Data extract ->
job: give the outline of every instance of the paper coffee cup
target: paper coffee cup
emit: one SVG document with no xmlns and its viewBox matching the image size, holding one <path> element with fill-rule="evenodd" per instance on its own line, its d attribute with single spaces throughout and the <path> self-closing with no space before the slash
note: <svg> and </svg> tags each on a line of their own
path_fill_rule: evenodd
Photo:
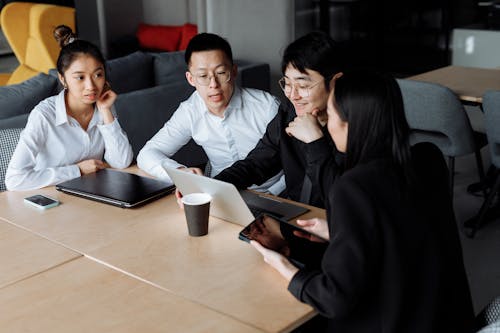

What this task involves ->
Count all lines of the data that include "paper". The answer is the number alone.

Reply ->
2